*WHAT YOU WILL DO*
Resume the passage about Shaw's start in mathematics at Princeton, continuing it from its final sentence.

*PASSAGE PROVIDED*
Shaw’s sister, Margaret Wu, was inducted into the National Academy of Engineering in 2019.

When Shaw arrived at Princeton — as the first woman admitted in four years — and began taking classes, she was dismayed that she understood very little. The program was more about immersion than instruction and students were expected to jump in and learn. When she reached out to professor Elias Stein after a few weeks and admitted that she didn’t understand the concepts, she also asked, “Should I study mathematics?”

Professor Stein responded, “Since you are already here, why don’t you stick around?” He then gave Shaw two books, which she studied to the point that the bindings ripped and sections of pages began falling out. She still keeps the books at her desk in Hayes-Healey Hall.

Shaw shares this message with her students, because the field is difficult to break into for everyone, and especially for women. And when they come to her with questions about their mathematical abilities, Shaw frequently responds the way Stein responded to her.

“Since you are already here, why don’t you stick around?” she says, adding that through hard work, they should be able to meet their own goals.

*SUPPLIED INFORMATION*
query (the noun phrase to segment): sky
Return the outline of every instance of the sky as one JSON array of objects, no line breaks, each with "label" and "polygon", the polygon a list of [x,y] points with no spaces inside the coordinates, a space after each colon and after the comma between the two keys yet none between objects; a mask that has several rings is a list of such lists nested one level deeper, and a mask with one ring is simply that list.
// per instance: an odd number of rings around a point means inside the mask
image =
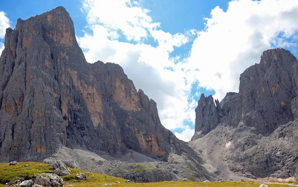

*RESPONSE TO THE EXERCISE*
“Our parents brought the family from Mainland China to Taiwan without knowing what the future would be.” Shaw said. “They had shown us by example the importance of hard work and perseverance. When I was given the once-in-a-life -time chance to study mathematics at Princeton, I thought, I cannot not try.”

Shaw worked as hard as she could both at graduate school and later as a professor. She proved her first important theorem when she was 29, in which she extended results of Hörmander (Fields medalist 1962) on Cauchy-Riemann equations to tangential Cauchy-Riemann equations.

Shaw has relished her research and teaching opportunities at Notre Dame, and her husband, Hsueh-Chia Chang, the Bayer Professor in the Department of Chemical and Biomolecular Engineering, was hired after Shaw received her offer in 1987. She is working on a second book with Charles Stanton that she plans to complete soon.

“I feel very honored to have won the Bergman Prize,” Shaw said. “It could not have come at a better time in my career.”